**INSTRUCTIONS FOR THE TASK:** Scanning the entries below, copy every line that contains the word "treeline".

Stored records
=-=-=

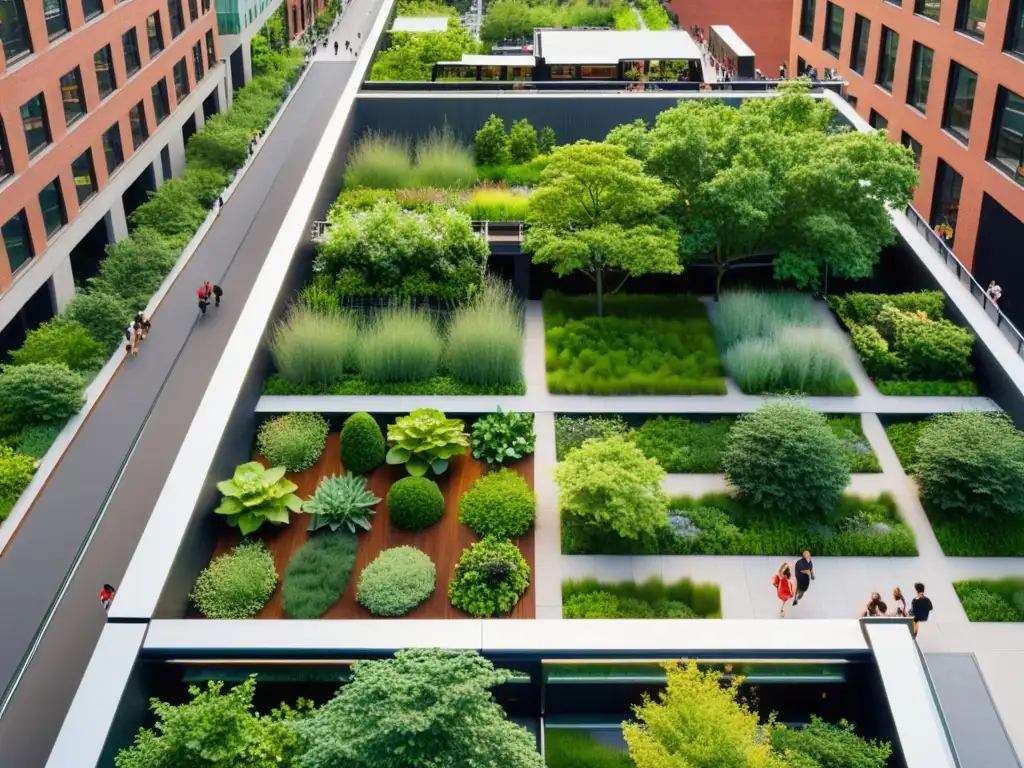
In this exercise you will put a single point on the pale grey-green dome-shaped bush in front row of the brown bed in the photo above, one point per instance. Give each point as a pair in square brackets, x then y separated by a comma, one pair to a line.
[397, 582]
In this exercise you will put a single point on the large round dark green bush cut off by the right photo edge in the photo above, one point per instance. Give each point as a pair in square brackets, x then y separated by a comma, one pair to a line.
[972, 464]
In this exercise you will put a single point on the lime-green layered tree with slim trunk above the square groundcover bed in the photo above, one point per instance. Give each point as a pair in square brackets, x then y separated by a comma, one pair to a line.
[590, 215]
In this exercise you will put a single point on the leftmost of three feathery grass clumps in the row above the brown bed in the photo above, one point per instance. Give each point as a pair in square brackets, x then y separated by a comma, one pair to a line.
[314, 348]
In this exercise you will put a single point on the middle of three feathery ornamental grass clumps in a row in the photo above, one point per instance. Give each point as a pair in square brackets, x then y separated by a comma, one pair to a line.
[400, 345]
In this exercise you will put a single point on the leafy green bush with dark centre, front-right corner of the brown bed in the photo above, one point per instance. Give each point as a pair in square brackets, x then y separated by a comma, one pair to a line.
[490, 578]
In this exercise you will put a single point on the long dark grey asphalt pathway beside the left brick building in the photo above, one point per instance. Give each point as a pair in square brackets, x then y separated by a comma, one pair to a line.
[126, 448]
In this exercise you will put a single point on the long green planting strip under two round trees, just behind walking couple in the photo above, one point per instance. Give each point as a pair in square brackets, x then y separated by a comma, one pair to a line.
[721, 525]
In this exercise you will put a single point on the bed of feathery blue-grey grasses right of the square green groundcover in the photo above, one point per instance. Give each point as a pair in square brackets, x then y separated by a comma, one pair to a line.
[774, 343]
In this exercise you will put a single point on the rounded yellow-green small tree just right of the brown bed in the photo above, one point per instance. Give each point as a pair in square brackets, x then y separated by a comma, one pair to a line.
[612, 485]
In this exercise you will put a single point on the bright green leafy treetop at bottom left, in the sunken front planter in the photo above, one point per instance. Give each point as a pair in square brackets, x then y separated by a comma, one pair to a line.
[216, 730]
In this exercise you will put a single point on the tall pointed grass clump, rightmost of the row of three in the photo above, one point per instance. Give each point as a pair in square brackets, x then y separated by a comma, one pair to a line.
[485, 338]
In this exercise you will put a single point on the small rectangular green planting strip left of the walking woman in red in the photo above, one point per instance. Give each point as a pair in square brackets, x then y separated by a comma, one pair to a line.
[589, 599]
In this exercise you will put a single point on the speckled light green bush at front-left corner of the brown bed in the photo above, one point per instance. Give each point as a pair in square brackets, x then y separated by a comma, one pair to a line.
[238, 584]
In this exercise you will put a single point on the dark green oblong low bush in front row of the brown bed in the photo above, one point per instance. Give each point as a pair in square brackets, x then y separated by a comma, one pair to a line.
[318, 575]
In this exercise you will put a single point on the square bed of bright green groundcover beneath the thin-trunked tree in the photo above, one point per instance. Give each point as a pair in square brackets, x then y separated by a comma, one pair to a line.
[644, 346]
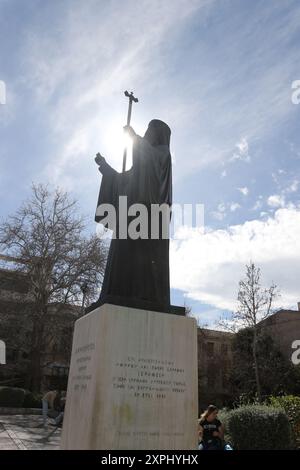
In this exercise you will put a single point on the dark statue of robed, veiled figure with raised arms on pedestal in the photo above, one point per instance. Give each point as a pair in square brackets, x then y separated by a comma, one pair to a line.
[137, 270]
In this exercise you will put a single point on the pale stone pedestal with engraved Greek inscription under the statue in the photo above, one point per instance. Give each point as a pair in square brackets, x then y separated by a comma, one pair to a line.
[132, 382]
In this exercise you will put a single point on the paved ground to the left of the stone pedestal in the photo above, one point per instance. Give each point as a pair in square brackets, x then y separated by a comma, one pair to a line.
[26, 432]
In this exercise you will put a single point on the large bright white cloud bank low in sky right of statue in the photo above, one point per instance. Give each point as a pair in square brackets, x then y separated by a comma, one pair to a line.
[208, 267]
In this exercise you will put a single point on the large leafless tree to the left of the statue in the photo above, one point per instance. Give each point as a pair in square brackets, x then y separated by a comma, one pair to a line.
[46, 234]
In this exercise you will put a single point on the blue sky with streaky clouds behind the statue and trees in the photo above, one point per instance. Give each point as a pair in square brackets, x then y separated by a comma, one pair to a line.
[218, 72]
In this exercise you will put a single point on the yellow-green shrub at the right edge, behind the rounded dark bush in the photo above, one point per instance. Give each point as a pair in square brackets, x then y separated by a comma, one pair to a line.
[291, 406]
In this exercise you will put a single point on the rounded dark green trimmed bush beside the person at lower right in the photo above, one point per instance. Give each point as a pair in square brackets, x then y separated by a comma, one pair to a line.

=-=-=

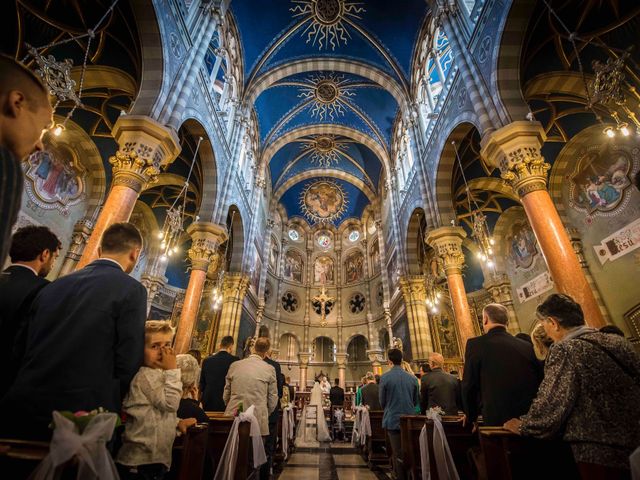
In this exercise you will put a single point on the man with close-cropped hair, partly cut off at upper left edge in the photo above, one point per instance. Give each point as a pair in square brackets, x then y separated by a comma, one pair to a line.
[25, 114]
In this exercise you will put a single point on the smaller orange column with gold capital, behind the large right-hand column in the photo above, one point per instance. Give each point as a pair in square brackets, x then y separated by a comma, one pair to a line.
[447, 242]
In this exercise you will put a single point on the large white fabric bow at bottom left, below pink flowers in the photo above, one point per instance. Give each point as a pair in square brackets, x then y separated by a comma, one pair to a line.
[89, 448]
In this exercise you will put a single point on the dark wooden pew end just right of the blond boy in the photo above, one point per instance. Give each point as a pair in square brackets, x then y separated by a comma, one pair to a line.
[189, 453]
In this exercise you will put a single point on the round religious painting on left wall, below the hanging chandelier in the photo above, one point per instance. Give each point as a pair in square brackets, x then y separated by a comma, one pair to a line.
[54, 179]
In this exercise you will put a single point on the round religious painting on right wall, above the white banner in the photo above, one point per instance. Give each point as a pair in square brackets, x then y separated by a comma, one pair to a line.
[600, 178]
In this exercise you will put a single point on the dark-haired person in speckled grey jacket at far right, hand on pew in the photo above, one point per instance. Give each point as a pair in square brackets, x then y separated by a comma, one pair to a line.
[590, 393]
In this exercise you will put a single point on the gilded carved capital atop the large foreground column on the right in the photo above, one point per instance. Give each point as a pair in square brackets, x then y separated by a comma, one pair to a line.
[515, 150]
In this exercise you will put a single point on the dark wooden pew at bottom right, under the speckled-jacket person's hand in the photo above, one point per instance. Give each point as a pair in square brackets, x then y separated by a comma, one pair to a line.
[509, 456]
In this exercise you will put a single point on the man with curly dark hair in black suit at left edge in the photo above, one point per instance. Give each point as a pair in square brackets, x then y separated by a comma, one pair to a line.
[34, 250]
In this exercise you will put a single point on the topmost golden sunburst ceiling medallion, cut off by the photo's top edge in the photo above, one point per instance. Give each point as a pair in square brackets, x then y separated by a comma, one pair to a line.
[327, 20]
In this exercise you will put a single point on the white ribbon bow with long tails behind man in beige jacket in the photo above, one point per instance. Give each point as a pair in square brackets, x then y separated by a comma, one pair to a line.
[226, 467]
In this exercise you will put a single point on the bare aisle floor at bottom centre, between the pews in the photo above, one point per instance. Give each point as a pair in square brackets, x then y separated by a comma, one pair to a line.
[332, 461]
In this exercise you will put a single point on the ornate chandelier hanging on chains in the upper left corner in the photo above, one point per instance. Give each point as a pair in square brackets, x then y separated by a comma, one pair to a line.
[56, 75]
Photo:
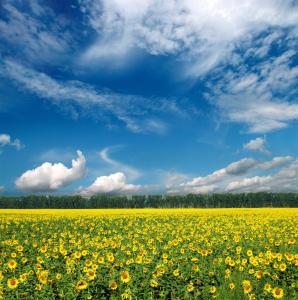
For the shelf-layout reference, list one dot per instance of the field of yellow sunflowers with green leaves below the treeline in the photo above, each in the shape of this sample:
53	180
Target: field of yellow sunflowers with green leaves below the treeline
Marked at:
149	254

=-=-=

**SOLUTION FOR THIS EXERCISE:**
For the shelf-layout reference, list one dot per instance of the field of yellow sunflowers with green leaves below the treeline in the photo above, each in the shape of this sample:
Target: field of yellow sunflowers with green leaves below the treeline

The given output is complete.